* SOURCE PASSAGE *
····················

At a time when the state, the country and the world need a next generation of informed, impassioned citizens, how better to achieve that than to give those future leaders access to the best and most affordable college education imaginable?
UUP President Fred Kowal invoked the future of the country and the planet as he opened a March 1 event at Buffalo State College that was part news conference, part rally, and 100% a united front about the rapidly approaching April 1 deadline for the final enacted state budget.
The Buffalo State rally was the first of back-to-back events that marked UUP’s Week of Action. Kowal appeared March 2 at Binghamton University and spoke March 3 at the University at Albany and March 4 at SUNY Plattsburgh. Statewide Vice President for Professionals Carolyn Kube and Vice President for Academics Alissa Karl also spoke March 4, at a rally at SUNY New Paltz.
Kowal will be at the forefront of a march across the Brooklyn Bridge March 6, surrounded by hundreds of members, students and fellow unionists from the Professional Staff Congress/CUNY, with rallies at each end of the march also planned.

····················

* INFORMATION SUPPLIED *
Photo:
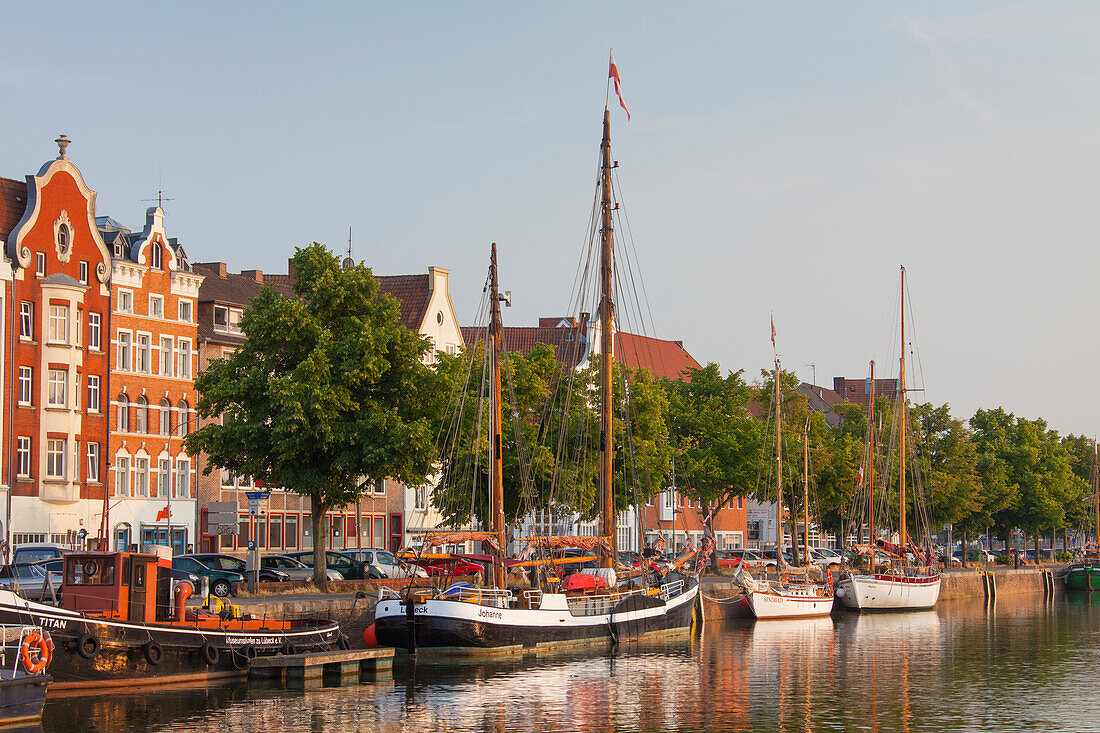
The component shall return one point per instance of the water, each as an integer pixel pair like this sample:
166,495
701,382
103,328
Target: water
1027,665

····················

* WHAT THIS EXERCISE ASKS *
a) According to the passage on UUP's Week of Action, what was the deadline for the final enacted state budget?
b) Write the next paragraph of the passage on UUP's Week of Action, picking up after its final sentence.

* RESULTS FOR THE EXERCISE *
a) April 1

b)
SEEKING A FAIR DEAL FOR SUNY
“What I want is a fair deal, and a damn good deal for SUNY,” Kowal told a packed room at the campus, where more than 150 faculty, staff and students from Buffalo State and the University at Buffalo, as well as unionists from Western New York cheered, chanted, brandished signs and applauded the impressive lineup of speakers. Kowal invoked the wrenching scenes of the Russian invasion of Ukraine, as well as the increasingly urgent warnings about global warming, as he talked about why SUNY has a such a special place in the state.
“We will get more citizens of the world with an educated population, where we don’t have authoritarian governments attacking peaceful nations, and where we do have people contributing to the future of the planet,” Kowal said.
A PACKED UUP WEEK OF ACTION
Speakers who joined Kowal included Karl; Mark Poloncarz, the Erie County Executive; James Speaker, the United Students Government president at Buffalo State; Peter DeJesus, president of the Western New York Area Labor Federation, AFL-CIO; Tom Hoey, UUP membership development officer; Yanick Jenkins, director of the Buffalo State Educational Opportunity Program; Jadell Joseph, a Buffalo State EOP student; and Amanda Geiger, a student at the University at Buffalo Jacobs School of Medicine and Biomedical Sciences and president of Polity, which is the medical student government organization at Jacobs.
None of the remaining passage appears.